## Directions for this task
Rewrite the lines from the one containing "of the pine" through the end of the records, replacing "marker" with "dot" and leaving everything else unchanged.

(Data extracted from a collection)
-- start --

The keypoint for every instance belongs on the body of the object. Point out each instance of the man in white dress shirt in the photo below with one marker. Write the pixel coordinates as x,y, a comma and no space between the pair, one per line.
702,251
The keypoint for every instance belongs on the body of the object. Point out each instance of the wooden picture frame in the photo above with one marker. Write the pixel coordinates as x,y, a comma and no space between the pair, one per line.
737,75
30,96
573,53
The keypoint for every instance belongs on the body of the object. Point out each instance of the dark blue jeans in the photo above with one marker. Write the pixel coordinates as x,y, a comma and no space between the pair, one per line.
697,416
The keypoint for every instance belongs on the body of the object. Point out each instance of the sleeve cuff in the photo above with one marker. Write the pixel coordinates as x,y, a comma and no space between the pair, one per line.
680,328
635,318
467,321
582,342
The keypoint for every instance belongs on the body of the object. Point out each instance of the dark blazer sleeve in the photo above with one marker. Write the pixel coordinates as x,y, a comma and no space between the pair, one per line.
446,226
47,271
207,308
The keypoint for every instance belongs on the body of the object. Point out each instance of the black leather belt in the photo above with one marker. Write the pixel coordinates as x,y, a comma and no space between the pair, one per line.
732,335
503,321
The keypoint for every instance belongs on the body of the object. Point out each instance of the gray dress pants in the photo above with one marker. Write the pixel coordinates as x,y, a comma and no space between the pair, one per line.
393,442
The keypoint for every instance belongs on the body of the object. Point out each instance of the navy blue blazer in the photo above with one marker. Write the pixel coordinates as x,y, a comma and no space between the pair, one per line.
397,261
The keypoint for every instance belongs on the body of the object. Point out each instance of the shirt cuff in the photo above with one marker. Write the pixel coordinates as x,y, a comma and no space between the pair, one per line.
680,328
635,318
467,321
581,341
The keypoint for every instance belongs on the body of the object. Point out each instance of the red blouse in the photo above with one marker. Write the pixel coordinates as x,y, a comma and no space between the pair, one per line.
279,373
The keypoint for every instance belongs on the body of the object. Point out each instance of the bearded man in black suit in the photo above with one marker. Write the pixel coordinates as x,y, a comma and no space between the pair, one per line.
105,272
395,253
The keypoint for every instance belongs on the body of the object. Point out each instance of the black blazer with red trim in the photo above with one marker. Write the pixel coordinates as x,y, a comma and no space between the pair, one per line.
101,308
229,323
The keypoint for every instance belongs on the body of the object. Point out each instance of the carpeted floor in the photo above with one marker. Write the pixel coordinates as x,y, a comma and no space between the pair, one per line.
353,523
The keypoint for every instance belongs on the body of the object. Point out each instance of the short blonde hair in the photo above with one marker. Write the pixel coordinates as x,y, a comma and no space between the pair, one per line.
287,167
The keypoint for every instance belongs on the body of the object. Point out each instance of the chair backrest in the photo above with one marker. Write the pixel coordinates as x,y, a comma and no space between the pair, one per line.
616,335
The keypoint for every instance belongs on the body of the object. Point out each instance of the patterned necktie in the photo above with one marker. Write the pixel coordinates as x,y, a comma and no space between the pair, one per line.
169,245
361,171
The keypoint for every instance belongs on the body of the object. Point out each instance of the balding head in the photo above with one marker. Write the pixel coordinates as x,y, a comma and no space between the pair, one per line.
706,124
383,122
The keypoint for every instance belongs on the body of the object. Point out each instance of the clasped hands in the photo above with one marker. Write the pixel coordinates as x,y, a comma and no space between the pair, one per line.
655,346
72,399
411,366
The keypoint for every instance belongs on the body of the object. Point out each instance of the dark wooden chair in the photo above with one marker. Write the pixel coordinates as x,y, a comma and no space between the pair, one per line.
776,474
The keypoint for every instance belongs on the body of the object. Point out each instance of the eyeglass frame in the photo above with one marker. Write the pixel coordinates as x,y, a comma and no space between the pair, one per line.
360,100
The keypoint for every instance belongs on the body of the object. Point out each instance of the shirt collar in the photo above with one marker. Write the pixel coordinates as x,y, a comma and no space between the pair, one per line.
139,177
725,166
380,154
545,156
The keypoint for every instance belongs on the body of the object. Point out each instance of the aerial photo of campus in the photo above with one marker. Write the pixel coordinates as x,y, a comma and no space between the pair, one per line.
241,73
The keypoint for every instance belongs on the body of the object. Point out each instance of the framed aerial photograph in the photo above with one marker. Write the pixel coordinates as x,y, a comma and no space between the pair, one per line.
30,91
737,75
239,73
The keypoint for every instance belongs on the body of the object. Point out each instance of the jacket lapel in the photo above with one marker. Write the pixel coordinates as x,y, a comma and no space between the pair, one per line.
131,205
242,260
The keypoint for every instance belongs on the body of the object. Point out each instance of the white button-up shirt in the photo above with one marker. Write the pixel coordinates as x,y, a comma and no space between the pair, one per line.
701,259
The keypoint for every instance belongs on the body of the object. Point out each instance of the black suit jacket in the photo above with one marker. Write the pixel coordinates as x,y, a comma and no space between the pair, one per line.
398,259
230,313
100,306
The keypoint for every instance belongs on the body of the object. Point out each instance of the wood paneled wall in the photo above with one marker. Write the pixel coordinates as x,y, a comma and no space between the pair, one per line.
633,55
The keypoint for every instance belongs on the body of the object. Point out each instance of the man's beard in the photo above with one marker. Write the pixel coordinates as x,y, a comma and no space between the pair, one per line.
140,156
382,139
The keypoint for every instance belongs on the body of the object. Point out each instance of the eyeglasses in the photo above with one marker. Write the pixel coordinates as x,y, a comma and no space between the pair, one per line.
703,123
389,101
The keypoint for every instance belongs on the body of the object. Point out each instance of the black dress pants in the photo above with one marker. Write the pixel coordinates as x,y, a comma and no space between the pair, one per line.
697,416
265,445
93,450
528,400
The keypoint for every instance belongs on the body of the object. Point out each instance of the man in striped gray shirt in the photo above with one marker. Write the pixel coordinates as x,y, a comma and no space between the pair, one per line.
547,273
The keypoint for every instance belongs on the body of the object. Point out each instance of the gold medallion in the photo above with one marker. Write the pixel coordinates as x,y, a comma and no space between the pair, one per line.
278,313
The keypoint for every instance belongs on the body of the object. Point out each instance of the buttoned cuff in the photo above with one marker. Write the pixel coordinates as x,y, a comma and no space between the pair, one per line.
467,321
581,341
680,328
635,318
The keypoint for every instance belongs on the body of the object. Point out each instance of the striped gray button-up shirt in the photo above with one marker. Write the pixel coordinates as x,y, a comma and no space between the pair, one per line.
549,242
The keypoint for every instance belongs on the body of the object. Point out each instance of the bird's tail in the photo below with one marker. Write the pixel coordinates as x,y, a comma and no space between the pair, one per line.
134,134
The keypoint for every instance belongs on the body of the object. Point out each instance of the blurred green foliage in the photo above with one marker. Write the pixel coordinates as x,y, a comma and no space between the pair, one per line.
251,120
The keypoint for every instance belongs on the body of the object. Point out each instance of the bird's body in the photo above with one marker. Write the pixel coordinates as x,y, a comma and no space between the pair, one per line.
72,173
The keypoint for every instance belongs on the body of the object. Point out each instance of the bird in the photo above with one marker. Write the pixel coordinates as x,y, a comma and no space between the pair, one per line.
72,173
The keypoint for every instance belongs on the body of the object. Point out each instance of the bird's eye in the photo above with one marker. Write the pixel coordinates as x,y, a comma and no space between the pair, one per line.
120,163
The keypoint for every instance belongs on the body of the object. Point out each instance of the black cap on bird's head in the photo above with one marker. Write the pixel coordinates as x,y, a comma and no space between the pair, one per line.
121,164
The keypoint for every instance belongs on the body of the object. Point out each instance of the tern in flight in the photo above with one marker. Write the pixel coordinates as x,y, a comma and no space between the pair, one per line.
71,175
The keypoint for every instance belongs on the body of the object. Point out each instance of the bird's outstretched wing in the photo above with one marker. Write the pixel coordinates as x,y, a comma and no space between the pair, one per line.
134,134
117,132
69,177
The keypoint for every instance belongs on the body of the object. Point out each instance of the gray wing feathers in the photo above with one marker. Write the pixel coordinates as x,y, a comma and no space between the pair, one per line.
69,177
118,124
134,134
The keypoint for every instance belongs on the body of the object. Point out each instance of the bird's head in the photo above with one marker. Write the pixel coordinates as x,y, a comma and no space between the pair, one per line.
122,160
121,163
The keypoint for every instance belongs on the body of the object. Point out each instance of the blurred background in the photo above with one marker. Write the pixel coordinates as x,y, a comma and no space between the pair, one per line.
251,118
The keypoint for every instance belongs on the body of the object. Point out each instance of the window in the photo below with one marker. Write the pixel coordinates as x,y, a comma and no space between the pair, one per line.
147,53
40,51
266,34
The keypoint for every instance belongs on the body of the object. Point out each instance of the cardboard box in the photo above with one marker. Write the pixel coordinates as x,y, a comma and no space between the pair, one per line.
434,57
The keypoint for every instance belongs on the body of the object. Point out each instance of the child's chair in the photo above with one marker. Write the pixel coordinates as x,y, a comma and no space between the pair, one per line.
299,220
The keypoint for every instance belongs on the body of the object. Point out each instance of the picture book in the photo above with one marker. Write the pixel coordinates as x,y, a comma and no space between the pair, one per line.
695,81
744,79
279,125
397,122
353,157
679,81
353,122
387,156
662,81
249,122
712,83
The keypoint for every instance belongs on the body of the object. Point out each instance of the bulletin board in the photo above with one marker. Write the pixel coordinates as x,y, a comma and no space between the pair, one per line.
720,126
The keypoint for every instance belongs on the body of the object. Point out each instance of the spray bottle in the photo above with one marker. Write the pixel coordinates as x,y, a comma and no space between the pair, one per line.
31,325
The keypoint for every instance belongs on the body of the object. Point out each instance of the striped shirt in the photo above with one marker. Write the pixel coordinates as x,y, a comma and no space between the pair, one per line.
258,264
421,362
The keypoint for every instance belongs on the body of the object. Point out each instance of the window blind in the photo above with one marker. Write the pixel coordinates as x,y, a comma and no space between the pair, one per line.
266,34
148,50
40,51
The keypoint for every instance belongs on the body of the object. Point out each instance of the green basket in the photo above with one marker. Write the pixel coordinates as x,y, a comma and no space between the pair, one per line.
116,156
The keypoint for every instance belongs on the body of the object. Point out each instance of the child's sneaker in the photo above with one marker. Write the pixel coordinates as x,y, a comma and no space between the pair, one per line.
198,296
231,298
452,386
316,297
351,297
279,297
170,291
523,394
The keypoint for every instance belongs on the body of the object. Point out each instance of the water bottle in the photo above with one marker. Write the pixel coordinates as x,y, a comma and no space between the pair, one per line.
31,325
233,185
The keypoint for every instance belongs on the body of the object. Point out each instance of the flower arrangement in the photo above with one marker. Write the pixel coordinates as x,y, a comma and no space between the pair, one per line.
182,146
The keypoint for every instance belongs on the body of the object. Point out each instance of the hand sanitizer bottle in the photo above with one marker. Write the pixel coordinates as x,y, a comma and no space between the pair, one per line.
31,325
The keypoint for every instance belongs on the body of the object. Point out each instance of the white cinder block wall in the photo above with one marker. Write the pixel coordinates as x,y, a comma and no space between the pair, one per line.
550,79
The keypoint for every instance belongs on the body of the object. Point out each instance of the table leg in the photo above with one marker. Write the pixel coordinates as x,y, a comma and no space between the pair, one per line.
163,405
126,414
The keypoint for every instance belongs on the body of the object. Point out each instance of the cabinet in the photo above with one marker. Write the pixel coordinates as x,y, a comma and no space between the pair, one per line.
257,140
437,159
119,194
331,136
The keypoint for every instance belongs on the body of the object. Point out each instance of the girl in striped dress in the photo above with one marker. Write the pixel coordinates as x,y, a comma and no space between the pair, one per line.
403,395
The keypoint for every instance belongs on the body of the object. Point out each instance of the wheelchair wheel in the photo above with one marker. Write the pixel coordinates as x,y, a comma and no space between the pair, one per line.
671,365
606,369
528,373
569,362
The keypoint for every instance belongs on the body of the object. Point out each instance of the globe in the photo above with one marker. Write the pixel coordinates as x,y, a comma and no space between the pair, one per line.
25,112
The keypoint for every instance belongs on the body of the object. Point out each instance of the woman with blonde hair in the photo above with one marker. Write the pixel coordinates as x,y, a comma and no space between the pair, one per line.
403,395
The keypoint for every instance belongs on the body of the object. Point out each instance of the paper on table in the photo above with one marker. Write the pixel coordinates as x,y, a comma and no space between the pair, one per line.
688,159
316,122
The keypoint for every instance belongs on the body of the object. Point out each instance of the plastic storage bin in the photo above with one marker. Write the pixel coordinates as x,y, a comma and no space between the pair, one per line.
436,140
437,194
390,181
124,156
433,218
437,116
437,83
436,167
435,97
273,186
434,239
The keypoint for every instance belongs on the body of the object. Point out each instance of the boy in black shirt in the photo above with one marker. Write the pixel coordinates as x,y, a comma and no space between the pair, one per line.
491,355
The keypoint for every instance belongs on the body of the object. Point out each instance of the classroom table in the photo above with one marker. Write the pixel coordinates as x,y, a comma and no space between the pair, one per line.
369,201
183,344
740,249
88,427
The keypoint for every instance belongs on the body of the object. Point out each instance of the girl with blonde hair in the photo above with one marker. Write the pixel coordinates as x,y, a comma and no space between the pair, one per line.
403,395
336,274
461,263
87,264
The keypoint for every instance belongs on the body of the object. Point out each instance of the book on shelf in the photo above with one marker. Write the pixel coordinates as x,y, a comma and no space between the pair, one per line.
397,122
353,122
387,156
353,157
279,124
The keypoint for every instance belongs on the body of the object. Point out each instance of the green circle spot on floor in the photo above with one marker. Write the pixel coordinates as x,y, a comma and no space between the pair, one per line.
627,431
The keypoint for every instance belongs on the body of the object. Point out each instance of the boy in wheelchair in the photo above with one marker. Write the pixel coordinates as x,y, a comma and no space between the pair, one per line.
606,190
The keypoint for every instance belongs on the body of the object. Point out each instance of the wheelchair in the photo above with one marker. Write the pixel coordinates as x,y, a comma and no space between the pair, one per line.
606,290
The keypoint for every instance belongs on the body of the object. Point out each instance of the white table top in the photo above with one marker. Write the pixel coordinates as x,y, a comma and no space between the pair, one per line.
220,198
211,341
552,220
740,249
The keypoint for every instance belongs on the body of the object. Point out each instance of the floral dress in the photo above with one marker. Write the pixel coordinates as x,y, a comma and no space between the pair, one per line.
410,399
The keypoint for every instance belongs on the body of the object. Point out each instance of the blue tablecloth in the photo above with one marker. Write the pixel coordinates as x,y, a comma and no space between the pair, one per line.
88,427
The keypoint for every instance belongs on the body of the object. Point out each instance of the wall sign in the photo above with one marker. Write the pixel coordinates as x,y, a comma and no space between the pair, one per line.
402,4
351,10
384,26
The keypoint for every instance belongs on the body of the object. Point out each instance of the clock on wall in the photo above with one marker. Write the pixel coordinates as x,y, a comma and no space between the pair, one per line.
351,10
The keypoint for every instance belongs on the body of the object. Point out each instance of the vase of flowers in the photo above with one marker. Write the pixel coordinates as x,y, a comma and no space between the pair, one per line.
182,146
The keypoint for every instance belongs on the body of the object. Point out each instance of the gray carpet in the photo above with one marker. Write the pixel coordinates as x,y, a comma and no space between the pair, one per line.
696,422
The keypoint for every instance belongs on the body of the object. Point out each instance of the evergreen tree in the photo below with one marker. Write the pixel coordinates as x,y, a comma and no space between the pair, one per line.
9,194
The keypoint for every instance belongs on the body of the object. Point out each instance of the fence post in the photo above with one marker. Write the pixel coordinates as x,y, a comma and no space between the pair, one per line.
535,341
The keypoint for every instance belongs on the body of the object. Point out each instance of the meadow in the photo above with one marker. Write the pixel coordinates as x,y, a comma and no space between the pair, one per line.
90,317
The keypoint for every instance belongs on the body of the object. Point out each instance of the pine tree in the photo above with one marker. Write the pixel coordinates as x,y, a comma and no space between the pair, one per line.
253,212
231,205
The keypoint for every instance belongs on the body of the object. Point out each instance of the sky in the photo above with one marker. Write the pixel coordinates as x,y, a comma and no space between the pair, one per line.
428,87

-- end --

## Output of the exercise
The keypoint for every instance belongs on the body of the object. Point out each instance of the pine tree in the photo above with one dot. Write the pixel coordinates as x,y, a comma and no space between the pair, one per line.
253,212
231,205
The keypoint for every instance belongs on the body of the object. Point out each instance of the sky in the photo above with one dot. Write the pixel coordinates as x,y, a comma and no space between the pair, one per line.
428,87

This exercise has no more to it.